## Source text
########################################
Incident state machine
States and transitions during an incident from detection to postmortem.
Every team has an incident process, and every team discovers gaps in it during a crisis. This template maps the journey from alert to postmortem: Detected (an alert fired or a user reported an issue), Investigating (hunting for the cause), Mitigating (applying a fix), Resolved (the service is healthy), Postmortem (the 24-hour follow-up), and Closed (action items are assigned for future prevention).
The key insight is that Investigating and Mitigating are separate states: a good incident process never waits for root cause before acting — you suppress symptoms, restore service, and hunt for the cause in parallel. Once you can see the states your incidents actually flow through, you can measure how long each phase takes and optimize the bottlenecks.
When to use this template
- Incident process documentation — post this in your runbooks so every engineer knows which state the incident is in, who owns the next step, and what they should be doing right now.
- Metrics and dashboards — measure mean-time-to-detect, mean-time-to-mitigation, and mean-time-to-postmortem by tracking transitions. Comparing these numbers across your team reveals which incidents you handle well and which ones spiral.
- Training new team members — the state machine replaces a 10-minute conversation with a visual contract: "when do we escalate, when do we call the lead, when is it safe to turn monitoring back on?"
How to adapt it
Extend the state machine to match your organization's reality:
- Add severity-based branching — p1 and p2 incidents might follow different paths (p1 goes straight to escalation, p2 stays in investigating).
- Insert a staging state between Resolved and Postmortem where you run a post-incident checklist (communication, metrics review, blame-free retrospective).
########################################
## Work task 1
Quote the incident state machine text word for word, starting with "When to use" and going on through "doing right now.".
## Work task 2
Extend the incident state machine text, picking up after its final sentence.
The lines that follow were drawn from a separate source.

[Collected data lines]
########################################
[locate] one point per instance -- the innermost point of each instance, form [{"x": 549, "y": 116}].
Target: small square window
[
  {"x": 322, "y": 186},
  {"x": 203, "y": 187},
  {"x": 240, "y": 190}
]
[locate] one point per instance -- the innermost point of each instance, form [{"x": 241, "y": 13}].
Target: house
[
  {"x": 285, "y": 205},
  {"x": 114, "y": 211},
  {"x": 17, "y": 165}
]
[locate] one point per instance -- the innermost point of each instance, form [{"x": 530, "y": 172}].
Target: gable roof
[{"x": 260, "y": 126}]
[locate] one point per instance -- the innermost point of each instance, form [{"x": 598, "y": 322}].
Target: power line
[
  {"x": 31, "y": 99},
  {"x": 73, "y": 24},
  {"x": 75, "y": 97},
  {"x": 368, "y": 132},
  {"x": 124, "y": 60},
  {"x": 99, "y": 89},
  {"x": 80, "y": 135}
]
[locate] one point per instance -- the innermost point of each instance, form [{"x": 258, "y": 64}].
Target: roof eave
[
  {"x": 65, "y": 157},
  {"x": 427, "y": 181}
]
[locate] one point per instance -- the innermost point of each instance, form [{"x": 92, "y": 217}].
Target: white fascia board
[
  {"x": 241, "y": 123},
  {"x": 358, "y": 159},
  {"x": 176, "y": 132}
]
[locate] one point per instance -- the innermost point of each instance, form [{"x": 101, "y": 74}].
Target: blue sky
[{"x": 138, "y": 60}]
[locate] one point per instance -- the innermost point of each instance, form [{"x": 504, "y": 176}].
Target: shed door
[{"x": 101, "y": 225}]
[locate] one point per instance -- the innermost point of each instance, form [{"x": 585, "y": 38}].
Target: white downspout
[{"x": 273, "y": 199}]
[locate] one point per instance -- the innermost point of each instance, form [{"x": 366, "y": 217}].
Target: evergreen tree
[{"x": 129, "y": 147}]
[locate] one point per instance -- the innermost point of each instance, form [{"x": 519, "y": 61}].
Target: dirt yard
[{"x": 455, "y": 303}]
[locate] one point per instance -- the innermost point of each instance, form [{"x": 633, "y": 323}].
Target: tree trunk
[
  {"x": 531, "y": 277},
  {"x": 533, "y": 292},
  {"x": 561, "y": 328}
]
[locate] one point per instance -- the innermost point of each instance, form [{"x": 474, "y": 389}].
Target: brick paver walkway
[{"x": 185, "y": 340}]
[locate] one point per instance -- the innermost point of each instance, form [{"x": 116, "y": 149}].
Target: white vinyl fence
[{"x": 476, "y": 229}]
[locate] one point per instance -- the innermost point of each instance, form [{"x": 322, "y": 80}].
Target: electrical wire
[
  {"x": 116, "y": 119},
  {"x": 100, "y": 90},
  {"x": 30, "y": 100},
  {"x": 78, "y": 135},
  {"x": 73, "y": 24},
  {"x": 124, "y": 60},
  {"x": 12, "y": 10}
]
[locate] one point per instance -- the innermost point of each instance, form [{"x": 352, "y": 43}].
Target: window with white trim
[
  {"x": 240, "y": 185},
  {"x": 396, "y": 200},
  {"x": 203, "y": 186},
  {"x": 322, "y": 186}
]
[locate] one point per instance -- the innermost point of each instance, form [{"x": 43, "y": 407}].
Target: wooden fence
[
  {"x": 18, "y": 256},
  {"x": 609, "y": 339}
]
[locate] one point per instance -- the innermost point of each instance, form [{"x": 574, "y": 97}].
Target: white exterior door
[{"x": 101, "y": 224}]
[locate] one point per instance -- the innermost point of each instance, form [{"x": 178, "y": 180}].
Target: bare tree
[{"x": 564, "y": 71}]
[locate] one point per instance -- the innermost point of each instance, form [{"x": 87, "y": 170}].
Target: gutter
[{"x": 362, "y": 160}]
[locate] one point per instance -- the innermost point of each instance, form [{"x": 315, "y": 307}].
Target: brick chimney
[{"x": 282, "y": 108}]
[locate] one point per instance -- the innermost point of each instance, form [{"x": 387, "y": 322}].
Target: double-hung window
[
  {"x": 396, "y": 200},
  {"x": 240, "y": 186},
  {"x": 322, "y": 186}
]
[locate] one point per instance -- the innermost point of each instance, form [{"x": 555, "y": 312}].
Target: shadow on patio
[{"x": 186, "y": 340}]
########################################
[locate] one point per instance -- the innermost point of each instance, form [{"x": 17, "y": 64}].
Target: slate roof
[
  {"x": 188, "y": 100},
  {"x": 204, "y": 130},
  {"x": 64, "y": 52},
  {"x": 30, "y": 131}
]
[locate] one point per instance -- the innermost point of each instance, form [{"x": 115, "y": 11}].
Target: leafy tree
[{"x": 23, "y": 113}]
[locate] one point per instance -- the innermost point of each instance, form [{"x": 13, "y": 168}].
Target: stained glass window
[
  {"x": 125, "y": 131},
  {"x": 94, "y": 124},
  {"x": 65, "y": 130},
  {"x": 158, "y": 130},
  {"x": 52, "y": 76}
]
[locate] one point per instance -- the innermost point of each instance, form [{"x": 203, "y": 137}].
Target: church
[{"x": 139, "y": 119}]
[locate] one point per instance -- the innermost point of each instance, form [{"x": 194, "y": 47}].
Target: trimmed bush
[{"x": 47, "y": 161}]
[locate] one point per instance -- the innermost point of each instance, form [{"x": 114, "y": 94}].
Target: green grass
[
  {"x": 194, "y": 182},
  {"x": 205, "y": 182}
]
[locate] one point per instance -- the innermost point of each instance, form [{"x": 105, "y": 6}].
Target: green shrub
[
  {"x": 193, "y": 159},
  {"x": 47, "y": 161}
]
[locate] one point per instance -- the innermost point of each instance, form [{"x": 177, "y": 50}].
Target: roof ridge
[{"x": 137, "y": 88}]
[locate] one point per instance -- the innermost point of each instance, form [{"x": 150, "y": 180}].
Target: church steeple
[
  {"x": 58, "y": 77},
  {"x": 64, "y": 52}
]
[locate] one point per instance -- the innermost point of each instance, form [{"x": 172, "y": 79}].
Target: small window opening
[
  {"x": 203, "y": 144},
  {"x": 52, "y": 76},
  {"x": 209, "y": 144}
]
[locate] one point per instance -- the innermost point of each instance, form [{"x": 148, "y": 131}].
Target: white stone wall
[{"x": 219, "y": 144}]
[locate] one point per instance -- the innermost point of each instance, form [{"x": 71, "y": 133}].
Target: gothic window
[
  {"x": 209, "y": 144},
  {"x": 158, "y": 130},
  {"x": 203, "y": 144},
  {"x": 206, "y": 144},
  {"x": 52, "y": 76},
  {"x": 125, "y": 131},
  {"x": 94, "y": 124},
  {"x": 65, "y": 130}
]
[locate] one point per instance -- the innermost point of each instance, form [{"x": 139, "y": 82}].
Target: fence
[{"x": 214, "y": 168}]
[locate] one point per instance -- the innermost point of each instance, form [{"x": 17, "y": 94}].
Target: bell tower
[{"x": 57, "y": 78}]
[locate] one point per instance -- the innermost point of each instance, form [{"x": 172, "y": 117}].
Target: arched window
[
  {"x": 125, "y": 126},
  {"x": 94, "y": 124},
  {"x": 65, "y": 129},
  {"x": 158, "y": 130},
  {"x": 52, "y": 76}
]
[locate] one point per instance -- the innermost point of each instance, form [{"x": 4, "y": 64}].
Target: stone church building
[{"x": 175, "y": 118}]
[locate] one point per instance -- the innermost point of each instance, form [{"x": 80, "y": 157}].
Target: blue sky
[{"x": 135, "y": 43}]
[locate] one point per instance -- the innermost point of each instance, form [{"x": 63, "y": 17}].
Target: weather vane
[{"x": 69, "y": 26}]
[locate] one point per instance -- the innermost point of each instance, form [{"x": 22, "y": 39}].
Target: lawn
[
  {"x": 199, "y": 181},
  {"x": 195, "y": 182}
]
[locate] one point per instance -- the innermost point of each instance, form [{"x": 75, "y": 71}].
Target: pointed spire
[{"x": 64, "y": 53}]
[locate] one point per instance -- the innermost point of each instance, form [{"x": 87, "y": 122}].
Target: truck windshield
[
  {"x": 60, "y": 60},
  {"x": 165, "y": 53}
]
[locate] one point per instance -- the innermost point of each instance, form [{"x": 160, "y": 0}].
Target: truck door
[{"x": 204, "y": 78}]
########################################
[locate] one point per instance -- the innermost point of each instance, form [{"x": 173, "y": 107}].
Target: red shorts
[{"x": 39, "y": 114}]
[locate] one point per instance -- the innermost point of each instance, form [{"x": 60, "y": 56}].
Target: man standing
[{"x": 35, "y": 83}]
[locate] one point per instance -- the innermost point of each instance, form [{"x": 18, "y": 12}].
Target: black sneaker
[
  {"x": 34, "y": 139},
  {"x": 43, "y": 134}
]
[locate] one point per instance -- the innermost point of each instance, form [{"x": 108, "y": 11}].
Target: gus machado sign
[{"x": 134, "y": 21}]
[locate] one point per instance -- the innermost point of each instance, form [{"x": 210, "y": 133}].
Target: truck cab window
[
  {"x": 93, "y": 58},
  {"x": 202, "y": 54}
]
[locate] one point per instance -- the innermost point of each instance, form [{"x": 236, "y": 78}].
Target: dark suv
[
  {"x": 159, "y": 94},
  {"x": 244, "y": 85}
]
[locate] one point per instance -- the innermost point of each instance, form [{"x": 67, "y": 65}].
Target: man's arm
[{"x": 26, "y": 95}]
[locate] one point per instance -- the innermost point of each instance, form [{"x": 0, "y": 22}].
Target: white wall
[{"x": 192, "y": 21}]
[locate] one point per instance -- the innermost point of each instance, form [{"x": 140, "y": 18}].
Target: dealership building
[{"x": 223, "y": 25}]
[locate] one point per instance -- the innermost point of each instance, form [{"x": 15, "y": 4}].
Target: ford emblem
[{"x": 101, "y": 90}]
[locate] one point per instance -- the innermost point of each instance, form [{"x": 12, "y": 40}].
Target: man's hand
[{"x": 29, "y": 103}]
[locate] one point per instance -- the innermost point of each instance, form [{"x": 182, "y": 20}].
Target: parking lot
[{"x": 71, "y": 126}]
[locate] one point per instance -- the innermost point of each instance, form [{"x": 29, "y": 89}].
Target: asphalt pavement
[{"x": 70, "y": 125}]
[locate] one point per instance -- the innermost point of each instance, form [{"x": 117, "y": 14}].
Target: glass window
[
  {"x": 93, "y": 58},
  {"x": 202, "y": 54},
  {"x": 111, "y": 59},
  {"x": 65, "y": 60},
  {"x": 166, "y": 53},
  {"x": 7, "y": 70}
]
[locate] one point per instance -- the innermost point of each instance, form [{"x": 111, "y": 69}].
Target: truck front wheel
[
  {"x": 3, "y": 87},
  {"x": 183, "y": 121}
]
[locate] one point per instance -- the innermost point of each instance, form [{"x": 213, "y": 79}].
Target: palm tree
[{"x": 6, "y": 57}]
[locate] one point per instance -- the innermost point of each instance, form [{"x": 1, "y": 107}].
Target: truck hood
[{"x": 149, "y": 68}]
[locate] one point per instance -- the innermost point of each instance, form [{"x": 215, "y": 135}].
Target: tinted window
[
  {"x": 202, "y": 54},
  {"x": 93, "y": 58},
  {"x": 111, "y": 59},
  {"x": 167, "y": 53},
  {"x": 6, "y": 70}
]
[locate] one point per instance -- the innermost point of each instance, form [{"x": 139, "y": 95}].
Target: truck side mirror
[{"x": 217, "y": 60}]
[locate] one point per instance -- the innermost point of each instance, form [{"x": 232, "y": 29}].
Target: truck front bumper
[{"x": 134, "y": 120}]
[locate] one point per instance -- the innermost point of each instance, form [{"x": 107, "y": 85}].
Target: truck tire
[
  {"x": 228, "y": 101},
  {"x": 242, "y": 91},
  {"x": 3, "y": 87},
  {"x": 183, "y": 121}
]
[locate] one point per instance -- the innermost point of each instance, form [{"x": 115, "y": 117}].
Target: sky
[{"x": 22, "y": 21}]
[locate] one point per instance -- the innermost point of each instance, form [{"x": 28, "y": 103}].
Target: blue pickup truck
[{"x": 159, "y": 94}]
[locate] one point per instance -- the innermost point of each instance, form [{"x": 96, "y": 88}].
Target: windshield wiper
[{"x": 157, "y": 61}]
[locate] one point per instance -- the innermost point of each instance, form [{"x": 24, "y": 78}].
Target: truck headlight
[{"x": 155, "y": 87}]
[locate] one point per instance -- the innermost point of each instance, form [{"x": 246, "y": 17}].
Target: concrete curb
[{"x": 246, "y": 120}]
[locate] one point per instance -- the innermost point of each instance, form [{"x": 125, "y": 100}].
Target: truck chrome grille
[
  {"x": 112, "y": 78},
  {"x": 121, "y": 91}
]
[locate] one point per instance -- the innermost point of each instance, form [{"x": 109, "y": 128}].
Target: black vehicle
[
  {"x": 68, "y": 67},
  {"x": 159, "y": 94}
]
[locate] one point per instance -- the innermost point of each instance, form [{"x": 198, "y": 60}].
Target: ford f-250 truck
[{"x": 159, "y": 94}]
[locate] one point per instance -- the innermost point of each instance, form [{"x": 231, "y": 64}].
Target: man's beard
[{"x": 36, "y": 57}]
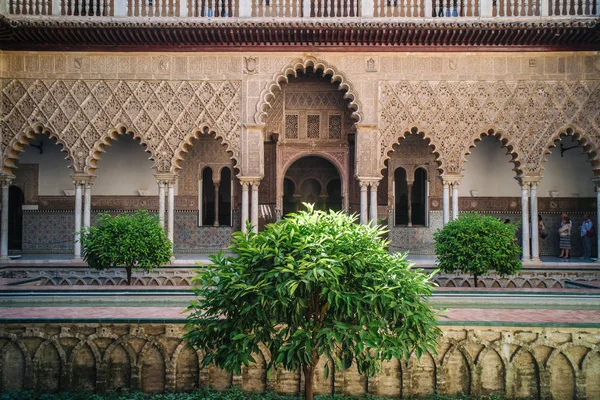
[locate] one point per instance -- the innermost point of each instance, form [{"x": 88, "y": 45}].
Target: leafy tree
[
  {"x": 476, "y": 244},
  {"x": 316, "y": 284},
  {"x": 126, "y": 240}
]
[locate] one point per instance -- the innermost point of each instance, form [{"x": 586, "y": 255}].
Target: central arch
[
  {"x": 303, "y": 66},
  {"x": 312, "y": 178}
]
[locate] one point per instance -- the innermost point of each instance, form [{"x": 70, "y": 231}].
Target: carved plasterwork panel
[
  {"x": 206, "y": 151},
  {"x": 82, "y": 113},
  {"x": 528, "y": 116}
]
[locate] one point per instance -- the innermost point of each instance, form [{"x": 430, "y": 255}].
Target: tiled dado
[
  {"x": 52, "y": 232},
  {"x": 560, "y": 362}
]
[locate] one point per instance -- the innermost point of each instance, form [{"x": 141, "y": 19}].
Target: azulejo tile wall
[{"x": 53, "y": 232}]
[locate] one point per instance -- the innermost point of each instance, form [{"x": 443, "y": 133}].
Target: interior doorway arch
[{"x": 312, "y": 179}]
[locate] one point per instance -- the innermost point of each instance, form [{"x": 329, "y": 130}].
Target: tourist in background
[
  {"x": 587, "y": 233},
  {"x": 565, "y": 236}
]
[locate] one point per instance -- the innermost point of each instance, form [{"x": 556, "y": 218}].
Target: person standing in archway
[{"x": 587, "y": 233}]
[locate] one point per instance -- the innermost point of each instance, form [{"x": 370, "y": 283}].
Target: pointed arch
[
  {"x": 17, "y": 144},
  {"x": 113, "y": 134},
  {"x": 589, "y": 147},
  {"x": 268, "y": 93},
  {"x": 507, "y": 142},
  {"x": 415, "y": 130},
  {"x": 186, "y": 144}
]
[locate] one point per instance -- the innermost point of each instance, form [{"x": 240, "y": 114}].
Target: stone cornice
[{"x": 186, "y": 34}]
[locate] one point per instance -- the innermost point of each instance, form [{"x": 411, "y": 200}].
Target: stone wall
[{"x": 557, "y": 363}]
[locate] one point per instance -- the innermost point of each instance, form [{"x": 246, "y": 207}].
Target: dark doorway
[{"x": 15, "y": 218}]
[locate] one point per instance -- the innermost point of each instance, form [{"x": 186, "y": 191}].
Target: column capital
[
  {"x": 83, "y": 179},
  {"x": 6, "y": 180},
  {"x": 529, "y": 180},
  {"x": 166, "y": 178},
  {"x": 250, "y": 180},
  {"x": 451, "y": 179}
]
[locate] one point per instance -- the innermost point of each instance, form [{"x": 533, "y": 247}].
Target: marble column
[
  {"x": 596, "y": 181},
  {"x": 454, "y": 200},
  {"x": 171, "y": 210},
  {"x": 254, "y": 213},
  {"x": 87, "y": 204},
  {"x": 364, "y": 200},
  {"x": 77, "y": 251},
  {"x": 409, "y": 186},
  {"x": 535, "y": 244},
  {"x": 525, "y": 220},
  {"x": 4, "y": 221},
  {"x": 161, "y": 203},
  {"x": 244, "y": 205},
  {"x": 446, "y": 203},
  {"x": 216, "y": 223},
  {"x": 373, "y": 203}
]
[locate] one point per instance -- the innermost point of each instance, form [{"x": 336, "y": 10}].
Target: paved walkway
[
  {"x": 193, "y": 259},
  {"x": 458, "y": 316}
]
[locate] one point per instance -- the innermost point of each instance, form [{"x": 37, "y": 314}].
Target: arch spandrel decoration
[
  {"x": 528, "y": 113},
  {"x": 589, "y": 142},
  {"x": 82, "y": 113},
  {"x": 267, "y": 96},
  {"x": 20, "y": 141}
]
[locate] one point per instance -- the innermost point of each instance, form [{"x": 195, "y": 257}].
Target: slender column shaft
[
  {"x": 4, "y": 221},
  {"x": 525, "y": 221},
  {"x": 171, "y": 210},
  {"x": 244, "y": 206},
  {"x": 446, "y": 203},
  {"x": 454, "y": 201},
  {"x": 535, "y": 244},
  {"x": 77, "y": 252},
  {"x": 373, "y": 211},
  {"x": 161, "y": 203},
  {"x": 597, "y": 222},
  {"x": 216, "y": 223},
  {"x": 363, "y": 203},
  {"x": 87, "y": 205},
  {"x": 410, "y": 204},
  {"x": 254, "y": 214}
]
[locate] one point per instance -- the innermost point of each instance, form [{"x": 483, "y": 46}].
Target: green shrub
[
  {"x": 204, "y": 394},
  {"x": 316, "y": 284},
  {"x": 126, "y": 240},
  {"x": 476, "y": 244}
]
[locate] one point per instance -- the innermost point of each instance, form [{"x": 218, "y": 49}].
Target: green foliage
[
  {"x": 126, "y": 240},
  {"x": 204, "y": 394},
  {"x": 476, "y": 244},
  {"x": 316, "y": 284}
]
########################################
## Expected output 1
When to use this template
- Incident process documentation — post this in your runbooks so every engineer knows which state the incident is in, who owns the next step, and what they should be doing right now.

## Expected output 2
- Add transitions from any state back to Investigating if new information comes to light during Mitigating or Postmortem.
The visual editor makes it easy to reorder states and add transitions — your changes regenerate clean Mermaid state diagram syntax, so the result fits straight into your incident-management documentation.
Mermaid code
Copy it anywhere Mermaid is supported — GitHub, Notion, or your docs.
stateDiagram-v2
[*] --> Detected
Detected --> Investigating: Alert escalated
Investigating --> Mitigating: Root cause found
Investigating --> Escalated: Severity increased
Escalated --> Mitigating: Lead assigned
Mitigating --> Resolved: Fix deployed
Resolved --> Postmortem: 24h follow-up
Postmortem --> Closed: Action items assigned
Closed --> [*]
Frequently asked questions
- What is an incident state machine?
- It's a diagram showing every distinct phase an incident passes through, from the moment an alert fires through resolution and the postmortem. Each state represents who is doing what, and the transitions show what event or decision moves you to the next phase. It makes incident management predictable and trainable.
- Why does this template separate Investigating from Mitigating?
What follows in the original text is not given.